* [What to produce]:
Recast the stretch of the material from the line containing "[mask] **window** -> every instance" through the end of the material as a JSON list of strings, one string per line, leaving out blank lines.

--- Begin Records for the task ---

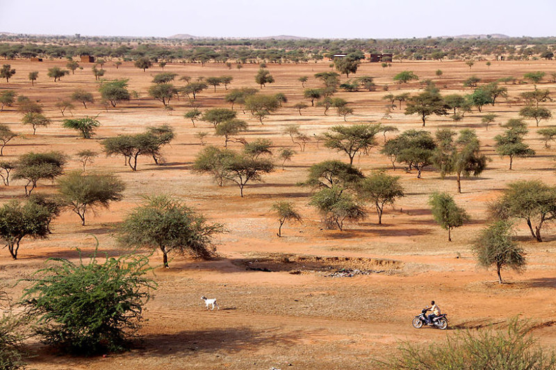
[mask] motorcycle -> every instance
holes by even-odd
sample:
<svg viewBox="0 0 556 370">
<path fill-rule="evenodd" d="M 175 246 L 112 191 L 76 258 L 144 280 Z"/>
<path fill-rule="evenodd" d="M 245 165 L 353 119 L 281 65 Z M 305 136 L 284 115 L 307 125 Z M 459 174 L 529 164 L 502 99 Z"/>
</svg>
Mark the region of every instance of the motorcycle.
<svg viewBox="0 0 556 370">
<path fill-rule="evenodd" d="M 428 307 L 425 307 L 421 310 L 420 314 L 418 314 L 411 321 L 413 327 L 416 329 L 420 329 L 423 325 L 427 325 L 429 321 L 427 319 L 427 311 L 429 310 Z M 445 330 L 448 328 L 448 316 L 446 314 L 442 314 L 432 319 L 432 326 L 438 328 L 441 330 Z"/>
</svg>

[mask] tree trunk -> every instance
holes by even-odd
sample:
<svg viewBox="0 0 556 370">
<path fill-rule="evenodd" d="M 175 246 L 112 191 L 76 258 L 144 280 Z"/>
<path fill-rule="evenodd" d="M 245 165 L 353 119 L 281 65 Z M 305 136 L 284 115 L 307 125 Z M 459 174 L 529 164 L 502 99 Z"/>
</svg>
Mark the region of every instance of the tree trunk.
<svg viewBox="0 0 556 370">
<path fill-rule="evenodd" d="M 278 234 L 277 234 L 279 237 L 281 237 L 282 236 L 282 225 L 284 225 L 285 221 L 286 220 L 280 220 L 280 226 L 278 228 Z"/>
<path fill-rule="evenodd" d="M 532 235 L 532 237 L 536 239 L 537 238 L 537 235 L 535 235 L 534 231 L 533 231 L 533 226 L 531 224 L 531 220 L 529 219 L 527 219 L 526 221 L 527 221 L 527 226 L 529 226 L 529 230 L 531 232 L 531 235 Z"/>
<path fill-rule="evenodd" d="M 377 215 L 378 215 L 378 224 L 382 225 L 383 208 L 380 208 L 380 205 L 379 205 L 378 202 L 375 202 L 375 205 L 377 207 Z"/>
<path fill-rule="evenodd" d="M 539 242 L 540 243 L 542 243 L 543 239 L 541 237 L 541 226 L 535 226 L 534 227 L 534 230 L 535 230 L 535 232 L 536 232 L 535 233 L 535 236 L 534 236 L 535 239 L 537 239 L 537 242 Z"/>
<path fill-rule="evenodd" d="M 83 211 L 83 214 L 79 213 L 79 211 L 76 210 L 75 212 L 79 216 L 79 218 L 81 219 L 81 226 L 85 226 L 85 211 Z"/>
<path fill-rule="evenodd" d="M 161 247 L 161 250 L 162 251 L 162 263 L 164 265 L 165 269 L 169 269 L 170 265 L 168 265 L 168 253 L 166 252 L 166 250 L 164 247 Z"/>
</svg>

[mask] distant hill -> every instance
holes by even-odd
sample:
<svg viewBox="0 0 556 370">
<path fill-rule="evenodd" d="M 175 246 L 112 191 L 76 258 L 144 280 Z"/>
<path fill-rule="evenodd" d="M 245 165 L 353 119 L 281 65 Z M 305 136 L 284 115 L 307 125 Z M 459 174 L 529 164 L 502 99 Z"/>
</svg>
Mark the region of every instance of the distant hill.
<svg viewBox="0 0 556 370">
<path fill-rule="evenodd" d="M 490 36 L 492 39 L 509 39 L 509 36 L 501 33 L 491 33 L 489 35 L 458 35 L 457 36 L 441 36 L 442 38 L 452 37 L 455 39 L 487 39 Z"/>
<path fill-rule="evenodd" d="M 177 35 L 174 35 L 173 36 L 168 36 L 167 38 L 169 39 L 199 39 L 202 38 L 198 36 L 193 36 L 193 35 L 189 35 L 188 33 L 178 33 Z"/>
<path fill-rule="evenodd" d="M 168 36 L 169 39 L 227 39 L 227 40 L 309 40 L 311 37 L 301 37 L 299 36 L 290 36 L 287 35 L 280 35 L 279 36 L 265 36 L 263 37 L 203 37 L 200 36 L 194 36 L 188 33 L 179 33 L 172 36 Z"/>
</svg>

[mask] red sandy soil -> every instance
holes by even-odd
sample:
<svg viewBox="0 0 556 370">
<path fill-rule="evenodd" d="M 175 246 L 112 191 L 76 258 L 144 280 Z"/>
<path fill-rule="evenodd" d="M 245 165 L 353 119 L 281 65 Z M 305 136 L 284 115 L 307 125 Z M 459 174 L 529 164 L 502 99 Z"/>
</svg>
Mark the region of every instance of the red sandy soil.
<svg viewBox="0 0 556 370">
<path fill-rule="evenodd" d="M 218 187 L 208 176 L 192 172 L 193 162 L 202 149 L 195 136 L 200 131 L 211 133 L 207 141 L 222 146 L 223 139 L 212 135 L 210 124 L 199 121 L 193 128 L 183 119 L 188 109 L 186 99 L 172 101 L 174 110 L 168 114 L 162 104 L 148 98 L 147 90 L 152 77 L 160 68 L 146 72 L 124 63 L 118 69 L 107 62 L 107 78 L 129 78 L 130 90 L 139 92 L 140 97 L 111 108 L 106 112 L 99 103 L 85 110 L 76 104 L 74 117 L 96 115 L 102 126 L 92 140 L 79 138 L 76 133 L 61 128 L 63 117 L 54 108 L 55 102 L 68 97 L 78 87 L 95 92 L 98 97 L 97 83 L 90 72 L 90 65 L 83 65 L 83 71 L 69 75 L 54 83 L 46 77 L 47 69 L 55 65 L 63 67 L 64 61 L 9 62 L 17 74 L 9 83 L 0 83 L 0 89 L 15 89 L 19 94 L 40 100 L 46 115 L 54 124 L 39 128 L 33 135 L 29 127 L 21 125 L 21 115 L 15 108 L 0 113 L 0 123 L 8 124 L 21 136 L 4 149 L 4 158 L 13 160 L 29 151 L 60 150 L 70 155 L 83 149 L 101 151 L 101 139 L 120 133 L 138 133 L 146 127 L 168 124 L 177 131 L 177 137 L 164 150 L 165 164 L 156 166 L 152 160 L 140 158 L 138 171 L 133 172 L 123 166 L 123 158 L 100 155 L 90 166 L 90 170 L 116 173 L 126 185 L 123 201 L 113 204 L 109 209 L 99 209 L 90 215 L 88 225 L 80 226 L 76 215 L 64 212 L 54 221 L 54 234 L 47 239 L 24 239 L 20 258 L 13 261 L 7 251 L 0 255 L 0 279 L 13 283 L 44 265 L 51 257 L 72 260 L 79 255 L 75 247 L 91 251 L 95 240 L 99 241 L 99 249 L 110 255 L 126 251 L 119 247 L 112 235 L 113 226 L 141 202 L 142 196 L 166 193 L 183 200 L 205 214 L 210 221 L 224 224 L 229 233 L 218 237 L 220 258 L 199 261 L 174 255 L 171 268 L 159 267 L 152 276 L 158 283 L 154 298 L 147 305 L 144 323 L 139 339 L 132 351 L 106 358 L 92 358 L 61 356 L 38 342 L 28 343 L 33 357 L 28 359 L 33 369 L 370 369 L 377 367 L 374 360 L 384 360 L 395 353 L 400 341 L 411 343 L 441 344 L 452 330 L 443 332 L 432 328 L 414 329 L 414 315 L 435 300 L 443 312 L 448 314 L 452 328 L 476 329 L 493 323 L 503 327 L 509 318 L 521 315 L 539 324 L 533 333 L 541 344 L 553 346 L 556 341 L 554 314 L 556 305 L 553 294 L 556 287 L 556 237 L 554 230 L 544 230 L 546 241 L 537 243 L 531 239 L 524 225 L 519 224 L 518 237 L 528 252 L 528 266 L 522 274 L 503 271 L 507 283 L 496 282 L 496 273 L 477 267 L 471 253 L 471 246 L 477 233 L 489 221 L 486 203 L 495 199 L 509 182 L 518 179 L 541 179 L 553 185 L 553 150 L 544 148 L 536 133 L 534 123 L 530 124 L 528 142 L 537 151 L 532 158 L 517 158 L 513 171 L 509 171 L 508 159 L 500 158 L 494 152 L 493 137 L 502 132 L 499 124 L 517 117 L 523 103 L 515 101 L 519 92 L 530 90 L 531 84 L 507 85 L 508 101 L 502 99 L 495 106 L 486 106 L 483 113 L 476 111 L 466 115 L 465 119 L 455 124 L 447 117 L 432 117 L 425 129 L 434 132 L 441 127 L 455 129 L 473 128 L 482 140 L 482 149 L 492 160 L 483 174 L 476 178 L 464 179 L 463 193 L 456 192 L 452 176 L 441 179 L 436 171 L 427 170 L 423 178 L 415 173 L 402 169 L 390 169 L 387 158 L 378 152 L 356 157 L 354 165 L 365 174 L 375 169 L 387 169 L 389 173 L 401 176 L 407 196 L 393 208 L 385 210 L 384 225 L 376 224 L 374 210 L 369 208 L 369 217 L 359 224 L 349 224 L 344 231 L 326 230 L 320 223 L 318 215 L 308 205 L 311 190 L 296 185 L 306 177 L 308 167 L 327 159 L 347 158 L 309 142 L 302 153 L 292 144 L 288 136 L 281 133 L 287 124 L 300 126 L 302 131 L 311 136 L 325 131 L 334 124 L 382 122 L 392 124 L 400 131 L 421 128 L 420 119 L 406 116 L 397 109 L 392 119 L 382 119 L 385 101 L 382 97 L 391 92 L 418 92 L 418 83 L 398 86 L 391 78 L 402 70 L 412 70 L 420 80 L 435 79 L 442 94 L 468 93 L 461 82 L 471 75 L 483 81 L 514 76 L 521 78 L 528 72 L 556 70 L 555 62 L 493 62 L 490 67 L 484 62 L 476 62 L 472 69 L 463 62 L 426 62 L 393 63 L 390 68 L 379 64 L 363 63 L 355 76 L 364 75 L 375 78 L 379 85 L 376 92 L 339 92 L 337 96 L 350 102 L 354 115 L 348 121 L 334 112 L 322 115 L 320 108 L 311 108 L 300 116 L 293 106 L 299 101 L 307 103 L 302 96 L 303 88 L 297 78 L 309 76 L 308 87 L 320 86 L 312 77 L 315 73 L 329 71 L 328 62 L 303 65 L 269 65 L 268 69 L 276 83 L 262 90 L 263 93 L 284 93 L 288 99 L 284 107 L 272 114 L 261 126 L 258 120 L 243 115 L 239 117 L 249 122 L 250 130 L 244 135 L 251 141 L 255 138 L 271 140 L 278 151 L 281 147 L 297 151 L 293 160 L 264 176 L 264 183 L 248 184 L 245 198 L 239 196 L 235 185 Z M 195 78 L 203 76 L 230 75 L 234 81 L 229 88 L 244 86 L 258 87 L 254 76 L 258 66 L 247 65 L 238 70 L 225 65 L 170 64 L 164 71 L 173 72 L 179 76 Z M 435 71 L 443 72 L 437 78 Z M 26 76 L 31 71 L 39 71 L 39 79 L 31 87 Z M 345 79 L 342 77 L 343 81 Z M 177 85 L 184 83 L 177 82 Z M 389 92 L 382 90 L 389 84 Z M 542 83 L 541 88 L 554 91 L 552 83 Z M 224 101 L 227 92 L 218 87 L 215 93 L 211 87 L 198 95 L 201 109 L 228 106 Z M 554 108 L 554 103 L 544 104 Z M 485 113 L 500 117 L 486 131 L 480 124 Z M 66 112 L 66 116 L 70 116 Z M 546 127 L 553 120 L 542 121 Z M 379 137 L 379 142 L 382 137 Z M 241 144 L 231 144 L 239 149 Z M 73 158 L 69 169 L 79 169 L 81 164 Z M 14 197 L 23 198 L 23 183 L 13 181 L 9 187 L 2 187 L 0 196 L 3 201 Z M 452 194 L 456 201 L 471 214 L 472 221 L 452 232 L 453 242 L 447 242 L 445 230 L 432 220 L 427 204 L 433 191 Z M 38 192 L 53 193 L 56 186 L 41 182 Z M 286 224 L 284 237 L 276 236 L 278 222 L 270 208 L 277 200 L 294 202 L 301 210 L 304 221 L 301 224 Z M 272 271 L 246 270 L 243 260 L 291 253 L 299 256 L 349 258 L 345 266 L 352 267 L 357 258 L 374 258 L 396 261 L 395 268 L 373 267 L 375 272 L 352 278 L 332 278 L 322 271 L 314 271 L 303 264 L 296 266 L 299 274 L 290 274 L 287 262 L 265 265 Z M 313 257 L 314 258 L 314 257 Z M 354 262 L 355 261 L 355 262 Z M 155 253 L 153 266 L 159 266 L 161 255 Z M 339 262 L 338 262 L 339 263 Z M 363 267 L 373 265 L 363 264 Z M 359 264 L 357 265 L 359 266 Z M 373 265 L 375 266 L 375 265 Z M 314 267 L 314 266 L 313 266 Z M 24 283 L 8 288 L 18 297 Z M 206 311 L 201 296 L 215 297 L 220 310 Z M 292 367 L 288 365 L 291 364 Z"/>
</svg>

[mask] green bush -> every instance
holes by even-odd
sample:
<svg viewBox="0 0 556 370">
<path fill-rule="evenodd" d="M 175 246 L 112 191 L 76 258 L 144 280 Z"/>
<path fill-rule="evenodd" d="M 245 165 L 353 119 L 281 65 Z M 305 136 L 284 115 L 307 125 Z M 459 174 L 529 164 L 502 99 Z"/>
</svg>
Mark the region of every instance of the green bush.
<svg viewBox="0 0 556 370">
<path fill-rule="evenodd" d="M 64 352 L 90 355 L 129 346 L 140 326 L 142 308 L 156 284 L 144 276 L 147 257 L 106 257 L 97 251 L 88 263 L 47 261 L 25 289 L 23 304 L 36 317 L 36 333 Z"/>
<path fill-rule="evenodd" d="M 445 344 L 435 342 L 426 348 L 405 342 L 397 355 L 382 364 L 395 370 L 556 369 L 556 354 L 537 345 L 529 334 L 532 328 L 514 319 L 505 330 L 459 332 Z"/>
<path fill-rule="evenodd" d="M 25 364 L 22 361 L 20 347 L 24 335 L 23 322 L 12 312 L 11 301 L 8 295 L 0 291 L 0 309 L 4 313 L 0 316 L 0 369 L 15 370 Z"/>
</svg>

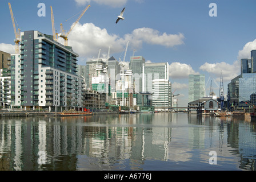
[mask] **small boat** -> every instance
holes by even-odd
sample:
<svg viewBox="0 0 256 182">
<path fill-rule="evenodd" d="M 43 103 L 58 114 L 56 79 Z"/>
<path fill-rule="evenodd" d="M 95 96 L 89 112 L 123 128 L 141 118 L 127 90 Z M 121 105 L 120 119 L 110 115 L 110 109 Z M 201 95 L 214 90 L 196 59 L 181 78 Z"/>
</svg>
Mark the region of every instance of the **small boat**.
<svg viewBox="0 0 256 182">
<path fill-rule="evenodd" d="M 127 110 L 121 110 L 119 112 L 119 114 L 129 114 L 129 113 L 130 113 L 130 112 Z"/>
<path fill-rule="evenodd" d="M 135 114 L 135 113 L 136 113 L 136 110 L 135 109 L 130 109 L 130 114 Z"/>
<path fill-rule="evenodd" d="M 215 117 L 228 117 L 232 116 L 233 114 L 231 112 L 218 112 L 215 113 L 214 116 Z"/>
<path fill-rule="evenodd" d="M 219 114 L 219 113 L 215 113 L 213 115 L 215 116 L 215 117 L 221 117 L 221 114 Z"/>
</svg>

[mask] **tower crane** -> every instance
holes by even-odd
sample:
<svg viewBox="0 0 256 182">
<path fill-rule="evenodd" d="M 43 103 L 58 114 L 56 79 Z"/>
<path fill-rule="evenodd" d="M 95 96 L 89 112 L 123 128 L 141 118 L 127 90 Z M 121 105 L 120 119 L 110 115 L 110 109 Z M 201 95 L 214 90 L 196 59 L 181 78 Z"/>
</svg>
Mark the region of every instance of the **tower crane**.
<svg viewBox="0 0 256 182">
<path fill-rule="evenodd" d="M 82 18 L 82 16 L 85 14 L 85 11 L 88 9 L 88 8 L 90 6 L 90 5 L 88 5 L 85 9 L 83 10 L 83 12 L 82 12 L 80 16 L 78 17 L 78 18 L 77 19 L 77 20 L 73 23 L 72 26 L 71 27 L 70 29 L 69 30 L 69 31 L 67 33 L 65 33 L 65 31 L 64 30 L 63 28 L 63 24 L 62 23 L 61 23 L 61 33 L 59 34 L 58 36 L 63 39 L 64 39 L 64 46 L 67 46 L 68 45 L 68 40 L 67 40 L 67 36 L 69 35 L 69 33 L 72 31 L 72 30 L 74 28 L 75 26 L 77 24 L 77 22 L 80 20 L 80 19 Z"/>
<path fill-rule="evenodd" d="M 224 86 L 223 84 L 222 71 L 221 74 L 221 81 L 219 85 L 219 99 L 221 100 L 221 109 L 224 109 Z"/>
<path fill-rule="evenodd" d="M 53 16 L 53 7 L 51 6 L 51 27 L 53 28 L 53 40 L 57 41 L 58 40 L 58 34 L 55 32 L 55 26 L 54 26 L 54 18 Z"/>
<path fill-rule="evenodd" d="M 21 42 L 21 30 L 18 28 L 18 30 L 16 30 L 16 26 L 15 25 L 15 17 L 13 15 L 13 10 L 11 9 L 11 6 L 10 3 L 8 3 L 10 9 L 10 13 L 11 14 L 11 20 L 13 22 L 13 29 L 14 30 L 15 34 L 15 53 L 18 53 L 19 52 L 19 42 Z M 15 19 L 16 21 L 16 19 Z M 17 22 L 16 22 L 17 23 Z"/>
</svg>

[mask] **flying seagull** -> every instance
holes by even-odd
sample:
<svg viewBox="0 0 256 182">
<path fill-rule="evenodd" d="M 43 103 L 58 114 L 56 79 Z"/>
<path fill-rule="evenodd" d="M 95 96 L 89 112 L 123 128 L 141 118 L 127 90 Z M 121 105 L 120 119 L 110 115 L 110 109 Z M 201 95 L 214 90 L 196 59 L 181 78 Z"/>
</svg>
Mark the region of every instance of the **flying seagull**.
<svg viewBox="0 0 256 182">
<path fill-rule="evenodd" d="M 117 17 L 118 17 L 118 18 L 117 19 L 117 21 L 115 22 L 115 23 L 117 23 L 117 22 L 118 22 L 118 21 L 121 19 L 122 19 L 122 20 L 125 19 L 125 18 L 123 17 L 123 12 L 125 12 L 125 7 L 124 7 L 123 9 L 122 10 L 121 13 L 120 13 L 120 15 L 117 16 Z"/>
</svg>

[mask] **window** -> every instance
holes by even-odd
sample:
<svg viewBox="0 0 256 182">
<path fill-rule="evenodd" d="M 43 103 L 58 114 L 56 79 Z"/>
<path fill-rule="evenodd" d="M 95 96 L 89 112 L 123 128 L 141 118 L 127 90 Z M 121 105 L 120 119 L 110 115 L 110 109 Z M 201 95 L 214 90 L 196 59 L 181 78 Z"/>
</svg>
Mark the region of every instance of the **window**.
<svg viewBox="0 0 256 182">
<path fill-rule="evenodd" d="M 213 101 L 210 101 L 209 102 L 209 108 L 213 109 Z"/>
</svg>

--- End Records for the task ---

* [Output for this task]:
[
  "[mask] **window** -> every instance",
  "holes by even-odd",
  "sample:",
  "<svg viewBox=\"0 0 256 182\">",
  "<path fill-rule=\"evenodd\" d=\"M 43 103 L 58 114 L 56 79 Z\"/>",
  "<path fill-rule=\"evenodd\" d=\"M 95 96 L 89 112 L 123 128 L 141 118 L 127 90 Z M 121 105 L 120 119 L 110 115 L 110 109 Z M 201 95 L 214 90 L 196 59 L 181 78 Z\"/>",
  "</svg>",
  "Mark the region of every instance of the **window**.",
  "<svg viewBox=\"0 0 256 182\">",
  "<path fill-rule=\"evenodd\" d=\"M 213 101 L 210 101 L 209 102 L 209 108 L 213 109 Z\"/>",
  "</svg>"
]